WHAT YOU WILL DO -> Please list every quality that the dating post below gives to "the other women in society" in the sentence about nine out of ten of them lowering their asking price.

READING TEXT Start Marker

Monday, February 28, 2011

More on dating

 John C Wright writes a post about this dating/marriage crisis.
Traditionally, the price women and their fathers demanded was high indeed: “I will couple with you only if you love me, and agree and vow to cleave to me, forsaking all others. And if the coupling produces a child (which is the natural outcome of sex), you will devote your entire life to producing and protecting a home wherein to raise that child, and it must be a loving home.” Such a thing ordinary prudence would demand, even leaving the morality of it to one side. But the price she asks is high. In return for one moment of ejaculation, our Lothario must vow lifelong love and fidelity?

But suppose nine out of ten of the other women in society, equally as nubile, fertile, young and filled with gaiety and loveliness lower their asking price. Suppose the sweet young nymphs say to him, “I will couple with you merely on the off-chance that one day you might come to love me. And if the coupling produces a child, like Medea I will butcher him, and you do not even need to drive me to the abortion clinic. You may have all the pleasure of the sexual congress, I will bear all the costs and pain of any unpleasant outcomes entirely alone. Modern women are enlightened! We want to be alone and unloved and treated like meat sacks to service the degrading pleasure of the lowest form of masculine life. I will buy the condoms.”

READING TEXT End Marker
PROVIDED RECORDS Start Marker

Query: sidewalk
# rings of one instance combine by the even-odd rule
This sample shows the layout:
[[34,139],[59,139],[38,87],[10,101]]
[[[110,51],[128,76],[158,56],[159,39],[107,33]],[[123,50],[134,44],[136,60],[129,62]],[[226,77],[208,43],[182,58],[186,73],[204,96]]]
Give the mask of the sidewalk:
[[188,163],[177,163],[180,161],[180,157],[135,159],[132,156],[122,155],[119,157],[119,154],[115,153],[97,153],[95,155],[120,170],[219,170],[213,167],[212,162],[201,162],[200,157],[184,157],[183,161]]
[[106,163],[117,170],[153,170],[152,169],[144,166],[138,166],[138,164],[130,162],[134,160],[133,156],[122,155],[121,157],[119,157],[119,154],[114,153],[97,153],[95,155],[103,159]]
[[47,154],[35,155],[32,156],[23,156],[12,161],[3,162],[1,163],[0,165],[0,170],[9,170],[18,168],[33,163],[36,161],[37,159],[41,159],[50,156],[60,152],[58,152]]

PROVIDED RECORDS End Marker

ANSWER BELOW ->
- nubile
- fertile
- young
- filled with gaiety and loveliness